··· Given passage
I disagree about nil as well; I think Go's zero value approach is useful, and basically impossible without nil (it wasn't necessary in my code, but I may want to instantiate an ApiResponse object without a data structure ready to be passed in).
A little bit of a rambly response from me, but, all in all, I think I'll be one of the stubborn ones which refuses to use generics in his code for a long time.
kelnos|5 years ago
> Sounds like Rob Pike doesn't understand type theory.
I'd be a bit more charitable; Pike is a smart dude, I'm sure he does understand type theory, but has decided he'd prefer to write imperative code. And he's actually good at writing imperative code correctly, so for him, that works. But most people are not very good at writing imperative code correctly, at least not the first time, and not without writing a large volume of tests (usually several times as much test code as program code) to verify that imperative code.
······
__Objectives__.
a: In the Go discussion, how much test code does the reply say is usually written to verify imperative code?
b: In the Go discussion, list each statement about Pike that the reply beginning "I'd be a bit more charitable" makes before the sentence starting "But most people".
c: Extend the Go discussion by continuing it after its final sentence.
··· Given entries
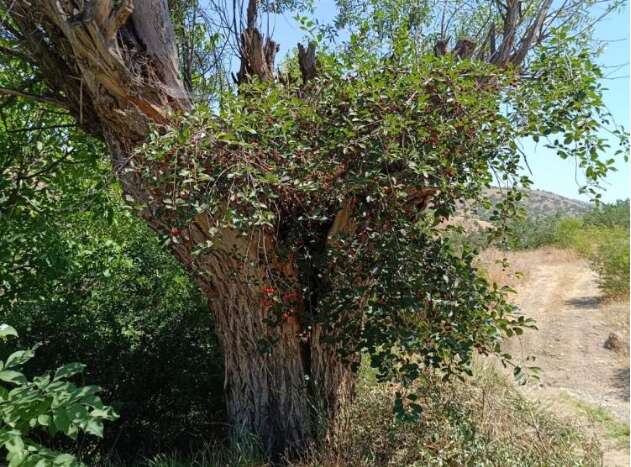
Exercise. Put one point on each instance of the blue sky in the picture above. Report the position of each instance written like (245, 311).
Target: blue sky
(548, 171)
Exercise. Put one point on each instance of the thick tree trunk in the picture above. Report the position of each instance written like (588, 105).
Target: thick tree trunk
(116, 68)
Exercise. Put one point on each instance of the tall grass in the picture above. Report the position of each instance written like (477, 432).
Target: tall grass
(602, 236)
(481, 421)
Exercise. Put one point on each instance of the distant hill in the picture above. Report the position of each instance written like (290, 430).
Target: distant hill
(538, 203)
(541, 203)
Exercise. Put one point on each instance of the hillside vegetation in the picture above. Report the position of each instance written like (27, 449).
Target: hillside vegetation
(600, 235)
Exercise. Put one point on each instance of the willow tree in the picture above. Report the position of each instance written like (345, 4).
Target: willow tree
(309, 205)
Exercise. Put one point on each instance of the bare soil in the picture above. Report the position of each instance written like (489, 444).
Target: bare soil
(560, 291)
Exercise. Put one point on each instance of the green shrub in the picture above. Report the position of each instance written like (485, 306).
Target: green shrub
(532, 232)
(113, 298)
(609, 215)
(482, 421)
(44, 407)
(611, 260)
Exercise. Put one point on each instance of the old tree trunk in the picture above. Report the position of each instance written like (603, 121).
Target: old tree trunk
(113, 65)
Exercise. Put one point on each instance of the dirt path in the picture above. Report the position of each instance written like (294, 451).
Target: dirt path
(580, 378)
(560, 292)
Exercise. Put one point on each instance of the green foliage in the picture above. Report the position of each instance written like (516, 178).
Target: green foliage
(529, 233)
(119, 303)
(89, 282)
(49, 404)
(481, 421)
(601, 235)
(609, 215)
(368, 135)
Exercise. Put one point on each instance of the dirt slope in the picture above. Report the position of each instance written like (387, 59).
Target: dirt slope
(560, 292)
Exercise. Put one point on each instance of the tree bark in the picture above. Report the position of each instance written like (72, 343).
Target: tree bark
(116, 68)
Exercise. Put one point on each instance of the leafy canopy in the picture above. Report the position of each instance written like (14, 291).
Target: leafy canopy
(370, 141)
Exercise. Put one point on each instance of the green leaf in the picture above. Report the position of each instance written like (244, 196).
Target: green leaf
(68, 370)
(7, 331)
(12, 376)
(19, 358)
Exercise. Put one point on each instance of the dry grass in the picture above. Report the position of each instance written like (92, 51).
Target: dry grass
(481, 421)
(515, 268)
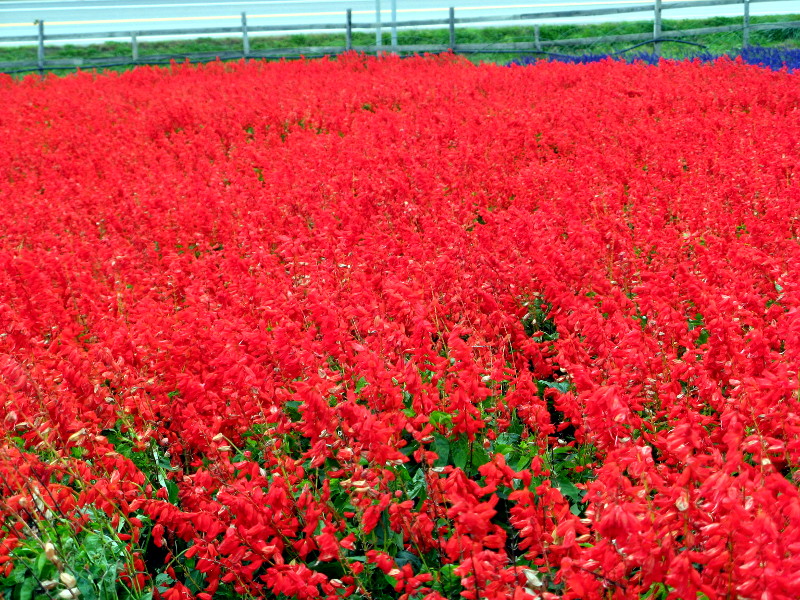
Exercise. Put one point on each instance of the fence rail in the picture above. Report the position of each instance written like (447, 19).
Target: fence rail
(245, 30)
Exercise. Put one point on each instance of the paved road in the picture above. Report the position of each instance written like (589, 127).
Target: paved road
(72, 16)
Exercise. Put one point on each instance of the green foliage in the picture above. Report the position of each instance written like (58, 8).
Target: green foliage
(715, 43)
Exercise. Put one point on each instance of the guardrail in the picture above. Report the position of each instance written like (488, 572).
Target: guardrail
(348, 26)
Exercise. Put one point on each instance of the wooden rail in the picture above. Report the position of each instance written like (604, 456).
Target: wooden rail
(245, 30)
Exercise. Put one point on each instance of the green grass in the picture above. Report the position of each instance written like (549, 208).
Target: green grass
(714, 43)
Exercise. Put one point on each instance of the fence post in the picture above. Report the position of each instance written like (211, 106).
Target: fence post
(746, 25)
(378, 32)
(452, 26)
(394, 25)
(245, 37)
(657, 28)
(40, 49)
(348, 30)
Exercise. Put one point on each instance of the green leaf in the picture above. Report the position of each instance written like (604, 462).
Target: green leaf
(479, 456)
(41, 563)
(172, 491)
(26, 589)
(439, 417)
(442, 448)
(460, 452)
(405, 557)
(568, 490)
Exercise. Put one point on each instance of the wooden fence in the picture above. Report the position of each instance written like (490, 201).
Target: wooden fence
(657, 38)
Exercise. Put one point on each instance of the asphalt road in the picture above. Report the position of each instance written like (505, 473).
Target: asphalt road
(17, 17)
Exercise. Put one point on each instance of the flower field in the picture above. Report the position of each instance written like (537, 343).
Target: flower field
(386, 328)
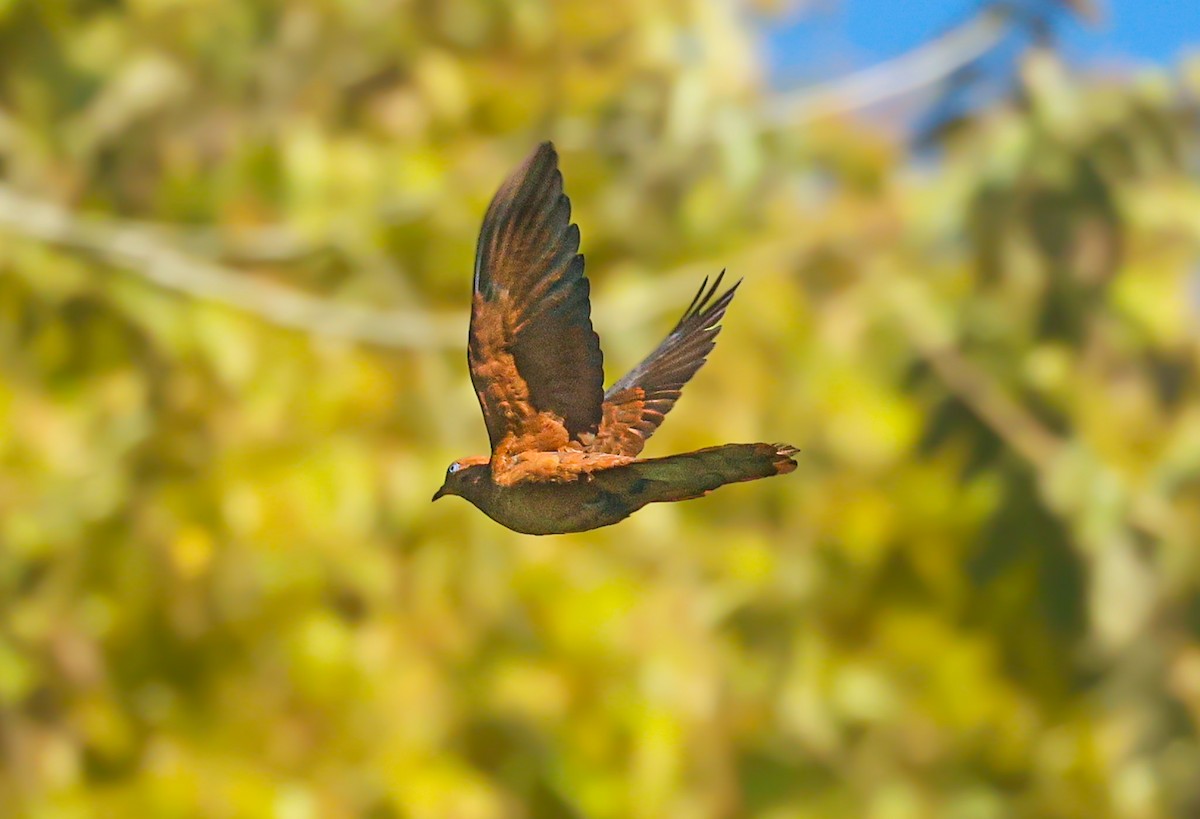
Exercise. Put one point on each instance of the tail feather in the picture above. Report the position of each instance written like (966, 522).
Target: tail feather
(696, 473)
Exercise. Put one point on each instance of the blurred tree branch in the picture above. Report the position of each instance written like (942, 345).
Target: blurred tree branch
(921, 67)
(162, 264)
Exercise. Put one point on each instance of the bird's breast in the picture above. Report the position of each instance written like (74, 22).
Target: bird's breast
(552, 508)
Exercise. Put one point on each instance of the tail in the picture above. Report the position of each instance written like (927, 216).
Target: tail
(696, 473)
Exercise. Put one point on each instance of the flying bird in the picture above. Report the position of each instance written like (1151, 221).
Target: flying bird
(564, 452)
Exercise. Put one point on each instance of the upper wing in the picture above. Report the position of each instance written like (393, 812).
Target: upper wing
(635, 406)
(534, 358)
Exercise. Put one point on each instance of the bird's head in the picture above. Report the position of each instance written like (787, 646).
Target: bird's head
(465, 477)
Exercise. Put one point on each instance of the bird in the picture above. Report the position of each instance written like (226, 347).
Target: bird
(564, 450)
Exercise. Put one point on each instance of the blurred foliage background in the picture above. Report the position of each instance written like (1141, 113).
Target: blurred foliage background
(235, 245)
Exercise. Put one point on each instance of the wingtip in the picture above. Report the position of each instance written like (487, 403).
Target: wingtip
(785, 462)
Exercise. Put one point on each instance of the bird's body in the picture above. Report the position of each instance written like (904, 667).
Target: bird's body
(564, 450)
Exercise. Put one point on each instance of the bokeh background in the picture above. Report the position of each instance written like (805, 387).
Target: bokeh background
(235, 246)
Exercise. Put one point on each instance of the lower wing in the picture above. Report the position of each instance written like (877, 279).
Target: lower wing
(691, 474)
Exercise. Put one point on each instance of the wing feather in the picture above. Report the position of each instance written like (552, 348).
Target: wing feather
(635, 406)
(535, 362)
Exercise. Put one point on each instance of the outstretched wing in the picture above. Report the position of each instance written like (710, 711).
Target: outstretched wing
(534, 358)
(691, 474)
(635, 406)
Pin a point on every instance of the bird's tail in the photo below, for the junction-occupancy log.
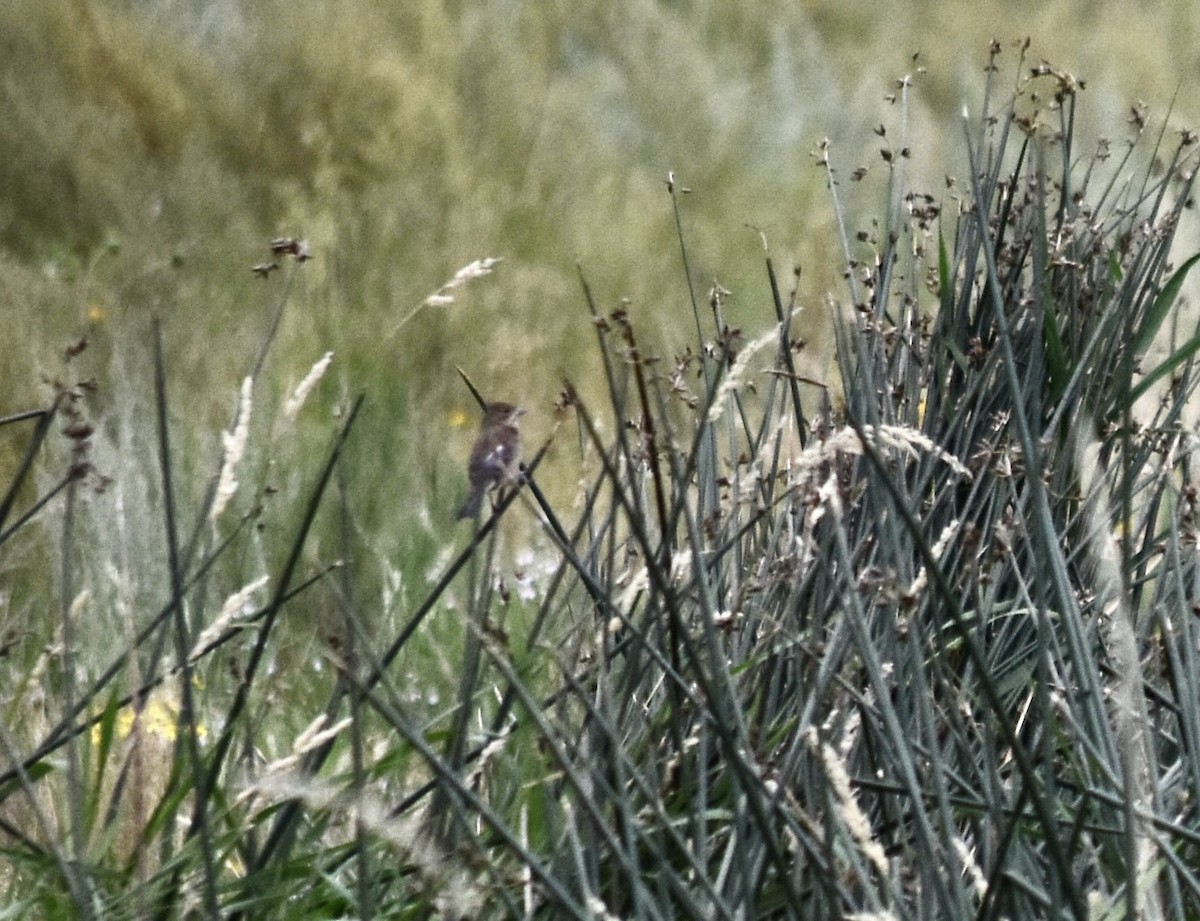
(472, 506)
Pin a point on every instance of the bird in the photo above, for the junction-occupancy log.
(493, 459)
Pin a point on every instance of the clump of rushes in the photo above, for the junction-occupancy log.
(915, 642)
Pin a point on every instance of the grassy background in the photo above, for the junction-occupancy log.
(151, 149)
(149, 152)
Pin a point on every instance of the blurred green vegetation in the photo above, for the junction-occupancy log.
(151, 149)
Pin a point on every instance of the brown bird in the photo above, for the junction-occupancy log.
(493, 459)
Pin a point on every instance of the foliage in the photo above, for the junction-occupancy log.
(916, 644)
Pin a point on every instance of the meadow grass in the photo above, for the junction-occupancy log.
(915, 642)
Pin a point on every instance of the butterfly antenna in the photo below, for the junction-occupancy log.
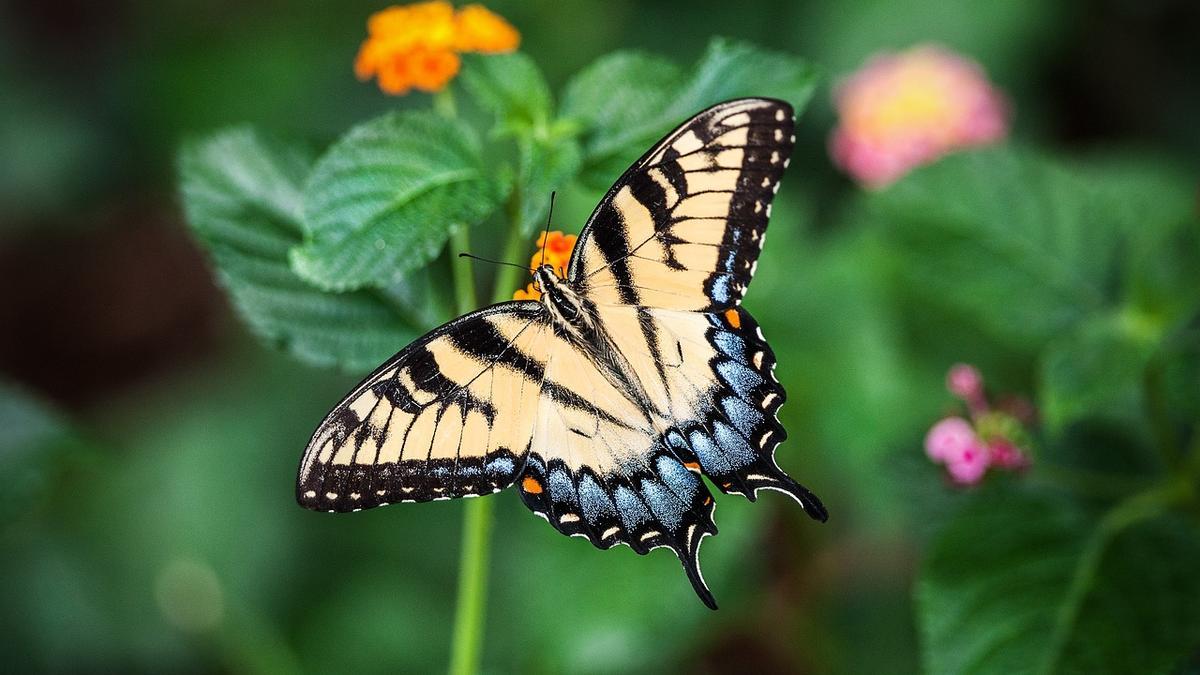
(474, 257)
(546, 236)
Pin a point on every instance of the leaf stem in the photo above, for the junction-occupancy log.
(472, 608)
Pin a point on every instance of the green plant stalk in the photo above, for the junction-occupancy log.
(471, 610)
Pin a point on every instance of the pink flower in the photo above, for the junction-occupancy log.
(949, 438)
(905, 109)
(969, 466)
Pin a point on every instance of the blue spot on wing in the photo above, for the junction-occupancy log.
(711, 457)
(735, 446)
(744, 417)
(677, 477)
(594, 501)
(739, 377)
(730, 345)
(633, 512)
(666, 507)
(561, 487)
(721, 288)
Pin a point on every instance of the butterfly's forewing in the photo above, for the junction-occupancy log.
(683, 227)
(451, 414)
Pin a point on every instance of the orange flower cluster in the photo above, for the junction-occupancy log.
(553, 249)
(418, 46)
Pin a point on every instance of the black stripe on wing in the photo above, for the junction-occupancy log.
(661, 184)
(413, 383)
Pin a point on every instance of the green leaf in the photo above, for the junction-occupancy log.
(241, 195)
(1025, 584)
(621, 91)
(511, 87)
(383, 201)
(545, 166)
(30, 448)
(1009, 239)
(627, 101)
(1097, 370)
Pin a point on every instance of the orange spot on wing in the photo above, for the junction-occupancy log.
(733, 318)
(531, 485)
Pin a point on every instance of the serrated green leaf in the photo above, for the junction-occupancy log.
(383, 201)
(241, 195)
(545, 166)
(1097, 370)
(624, 127)
(1024, 584)
(510, 87)
(618, 93)
(1009, 239)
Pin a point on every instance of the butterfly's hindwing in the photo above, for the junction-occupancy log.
(449, 416)
(684, 226)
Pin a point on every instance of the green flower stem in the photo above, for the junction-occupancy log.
(467, 644)
(471, 613)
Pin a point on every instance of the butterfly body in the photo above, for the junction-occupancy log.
(607, 400)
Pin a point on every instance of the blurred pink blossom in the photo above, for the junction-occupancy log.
(905, 109)
(969, 466)
(948, 438)
(1006, 455)
(990, 438)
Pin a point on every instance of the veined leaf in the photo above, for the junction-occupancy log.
(511, 87)
(1021, 584)
(31, 449)
(383, 201)
(241, 193)
(1098, 370)
(1012, 240)
(544, 166)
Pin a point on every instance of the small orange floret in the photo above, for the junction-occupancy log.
(418, 46)
(733, 317)
(553, 249)
(431, 70)
(478, 29)
(527, 293)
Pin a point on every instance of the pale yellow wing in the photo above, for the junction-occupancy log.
(450, 416)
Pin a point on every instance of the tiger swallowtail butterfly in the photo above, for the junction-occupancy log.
(606, 400)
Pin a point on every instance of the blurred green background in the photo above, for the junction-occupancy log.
(150, 443)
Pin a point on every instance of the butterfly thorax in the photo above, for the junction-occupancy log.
(564, 304)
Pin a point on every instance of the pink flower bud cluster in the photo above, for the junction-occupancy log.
(987, 438)
(901, 111)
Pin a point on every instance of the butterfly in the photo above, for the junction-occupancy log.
(606, 400)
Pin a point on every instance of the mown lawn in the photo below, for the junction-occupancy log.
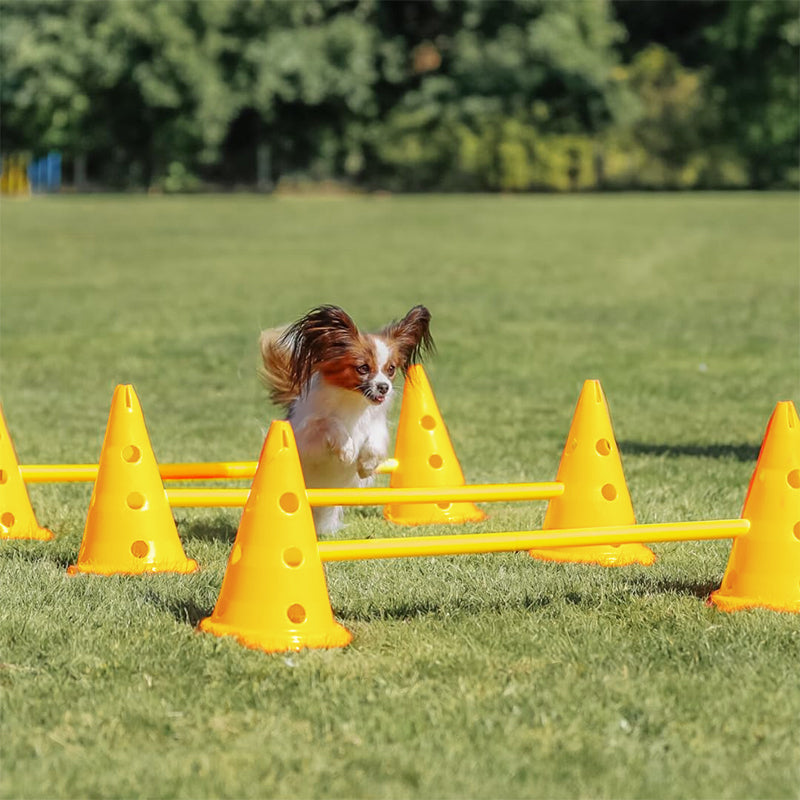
······
__Outputs by task__.
a: Usually several times as much test code as program code.

b:
- Pike is a smart dude.
- The commenter is sure he does understand type theory.
- He has decided he'd prefer to write imperative code.
- He's actually good at writing imperative code correctly.
- For him, that works.

c:
Or perhaps Pike was just assuming the person he was talking to was only talking about types in the OOP sense. If that's the case, I agree with him: taxonomies are boring, and inheritance often leads to leaky abstractions.
But types let you do so much more than that. I much prefer being able to encode behavior and constraints into the types I define over writing a bunch of tests to verify that the constraints I've expressed in code are correct. Why do the work that a compiler can do for you, and do it much better and more reliably than you?
swertyb|5 years ago
How are languages other than Go (like Rust, Swift etc.,) not imperative? They are nearly as much imperative as Go but have FP features like ADTs and pattern matching, but those don't make them "functional". This point might be valid if you are talking about Haskell, MLs and the likes.
> I much prefer being able to encode behavior and constraints > into the types I define over writing a bunch of tests to verify that the constraints > I've expressed in code are correct. Why do the work that a compiler can > do for you, and do it much better and more reliably than you?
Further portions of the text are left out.